*INSTRUCTION*
Extract every line in the data below that contains the word "gets". Case matters.

*RECORDS SHOWN*
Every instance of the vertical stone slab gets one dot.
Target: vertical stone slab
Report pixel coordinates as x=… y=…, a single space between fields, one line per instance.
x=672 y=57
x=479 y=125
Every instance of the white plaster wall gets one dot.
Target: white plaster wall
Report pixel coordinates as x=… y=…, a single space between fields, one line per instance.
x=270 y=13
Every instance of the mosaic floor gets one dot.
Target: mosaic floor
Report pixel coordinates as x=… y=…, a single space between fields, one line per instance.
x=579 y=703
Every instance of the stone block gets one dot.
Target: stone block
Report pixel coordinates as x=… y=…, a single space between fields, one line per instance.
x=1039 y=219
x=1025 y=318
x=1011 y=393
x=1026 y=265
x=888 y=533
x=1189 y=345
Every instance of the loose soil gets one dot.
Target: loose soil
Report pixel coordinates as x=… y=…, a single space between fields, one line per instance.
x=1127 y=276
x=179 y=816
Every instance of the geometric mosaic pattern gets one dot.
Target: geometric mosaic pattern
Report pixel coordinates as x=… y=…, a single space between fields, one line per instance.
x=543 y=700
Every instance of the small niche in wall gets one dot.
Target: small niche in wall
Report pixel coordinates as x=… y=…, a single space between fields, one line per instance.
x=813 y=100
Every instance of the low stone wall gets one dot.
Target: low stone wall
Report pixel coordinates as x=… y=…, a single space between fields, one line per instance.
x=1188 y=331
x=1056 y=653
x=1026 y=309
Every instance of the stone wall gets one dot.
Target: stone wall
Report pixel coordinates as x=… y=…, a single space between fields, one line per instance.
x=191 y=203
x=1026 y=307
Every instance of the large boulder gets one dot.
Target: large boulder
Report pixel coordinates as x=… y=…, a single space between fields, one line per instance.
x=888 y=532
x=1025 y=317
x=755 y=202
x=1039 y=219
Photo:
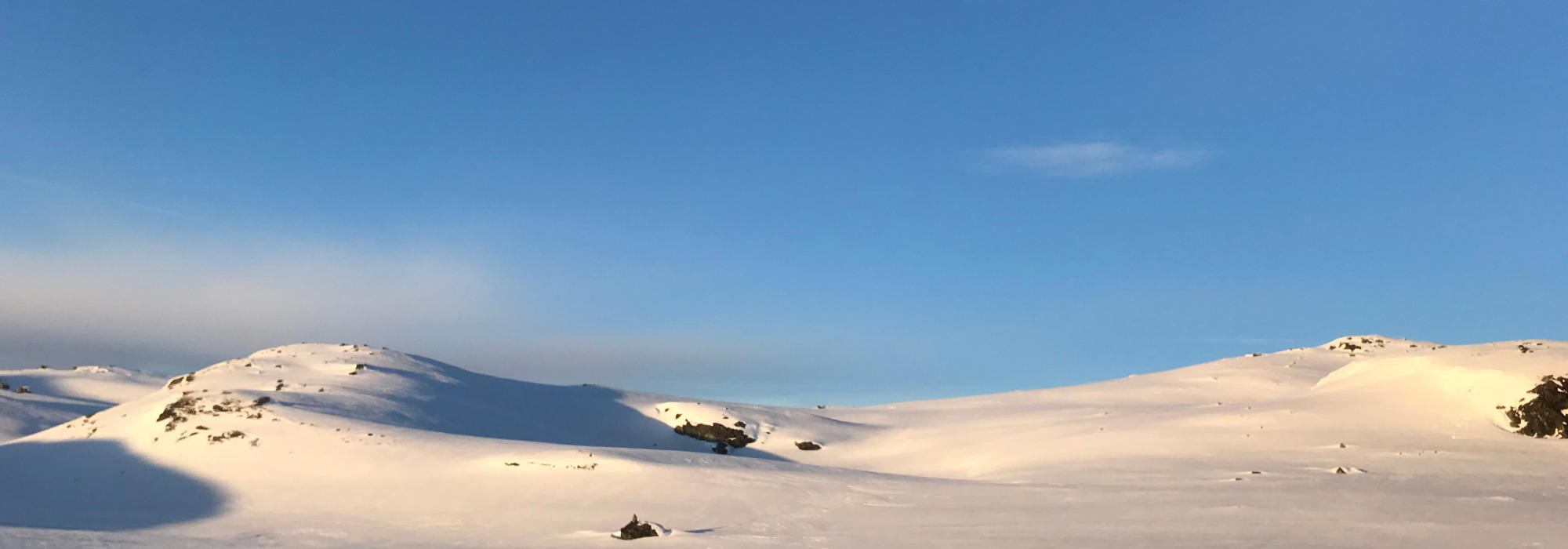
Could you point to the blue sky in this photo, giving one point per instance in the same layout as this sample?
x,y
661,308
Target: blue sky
x,y
788,203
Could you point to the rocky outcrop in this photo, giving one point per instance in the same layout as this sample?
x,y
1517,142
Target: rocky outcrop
x,y
1544,416
716,434
637,529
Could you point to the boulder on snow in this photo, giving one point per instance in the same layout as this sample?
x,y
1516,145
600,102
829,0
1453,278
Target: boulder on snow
x,y
1544,416
716,434
637,529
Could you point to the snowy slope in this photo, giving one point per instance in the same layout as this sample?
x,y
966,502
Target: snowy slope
x,y
358,446
59,396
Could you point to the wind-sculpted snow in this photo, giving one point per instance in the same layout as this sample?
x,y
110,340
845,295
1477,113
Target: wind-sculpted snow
x,y
54,396
1365,442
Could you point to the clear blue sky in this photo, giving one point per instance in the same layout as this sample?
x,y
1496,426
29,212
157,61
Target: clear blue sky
x,y
789,203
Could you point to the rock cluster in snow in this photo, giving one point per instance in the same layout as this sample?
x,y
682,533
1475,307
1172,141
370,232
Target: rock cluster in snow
x,y
725,437
1544,416
637,529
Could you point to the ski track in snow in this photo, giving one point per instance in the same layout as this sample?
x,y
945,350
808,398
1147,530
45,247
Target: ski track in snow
x,y
1365,442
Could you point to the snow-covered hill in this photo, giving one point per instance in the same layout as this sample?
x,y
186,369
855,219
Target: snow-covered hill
x,y
1363,442
37,399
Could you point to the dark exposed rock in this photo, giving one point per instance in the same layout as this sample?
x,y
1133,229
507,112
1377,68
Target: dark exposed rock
x,y
178,412
183,379
225,437
1544,416
637,529
716,434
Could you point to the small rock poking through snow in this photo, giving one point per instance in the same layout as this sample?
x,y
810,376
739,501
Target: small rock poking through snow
x,y
637,529
1544,416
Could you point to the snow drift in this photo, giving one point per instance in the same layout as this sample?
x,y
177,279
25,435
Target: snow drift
x,y
1363,442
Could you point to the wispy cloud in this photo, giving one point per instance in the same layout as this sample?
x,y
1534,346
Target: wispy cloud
x,y
1095,159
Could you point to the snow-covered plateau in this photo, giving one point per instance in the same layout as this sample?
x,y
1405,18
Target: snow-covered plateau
x,y
1367,442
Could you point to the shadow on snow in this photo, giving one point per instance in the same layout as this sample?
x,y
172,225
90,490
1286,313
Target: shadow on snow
x,y
96,485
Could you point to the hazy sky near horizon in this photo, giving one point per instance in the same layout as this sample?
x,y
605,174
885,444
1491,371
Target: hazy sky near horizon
x,y
789,203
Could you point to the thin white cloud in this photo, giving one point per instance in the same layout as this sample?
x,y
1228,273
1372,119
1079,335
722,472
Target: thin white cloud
x,y
1095,159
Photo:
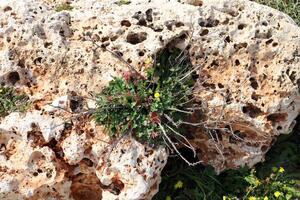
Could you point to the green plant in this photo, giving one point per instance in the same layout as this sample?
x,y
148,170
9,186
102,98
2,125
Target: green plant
x,y
290,7
273,187
10,101
123,2
151,108
180,182
63,6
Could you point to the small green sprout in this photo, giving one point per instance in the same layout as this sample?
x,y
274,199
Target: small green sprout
x,y
63,6
151,108
123,2
10,101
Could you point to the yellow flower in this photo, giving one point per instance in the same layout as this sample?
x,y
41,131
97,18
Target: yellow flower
x,y
274,169
148,61
277,194
281,170
156,95
178,185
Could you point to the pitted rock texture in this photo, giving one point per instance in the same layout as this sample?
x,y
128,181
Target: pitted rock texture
x,y
246,55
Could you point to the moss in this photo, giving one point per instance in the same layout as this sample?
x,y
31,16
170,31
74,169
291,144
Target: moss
x,y
63,6
10,101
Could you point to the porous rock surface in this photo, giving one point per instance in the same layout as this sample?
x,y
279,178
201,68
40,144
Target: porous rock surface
x,y
247,57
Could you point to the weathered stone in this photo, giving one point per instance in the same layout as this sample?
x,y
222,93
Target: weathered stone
x,y
248,59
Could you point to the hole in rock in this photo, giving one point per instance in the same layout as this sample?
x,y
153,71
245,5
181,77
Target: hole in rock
x,y
136,38
125,23
204,32
241,26
86,187
251,110
149,13
253,83
277,117
13,77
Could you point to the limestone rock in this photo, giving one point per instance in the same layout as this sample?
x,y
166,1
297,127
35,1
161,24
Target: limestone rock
x,y
247,56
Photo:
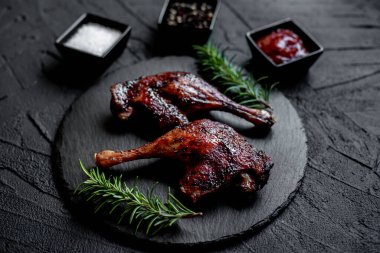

*FINISHED TASK*
Every instance of the vertical stone slab gets one dot.
Every instance of the white plaster wall gets one dot.
Every instance of the mosaic floor gets one dot.
Every instance of the stone block gets one dot.
Every instance of the loose soil gets one dot.
Every instance of the geometric mosaic pattern gets one dot.
Every instance of the small niche in wall gets one dot.
Every instance of the low stone wall gets one dot.
Every instance of the stone wall gets one dot.
Every instance of the large boulder gets one dot.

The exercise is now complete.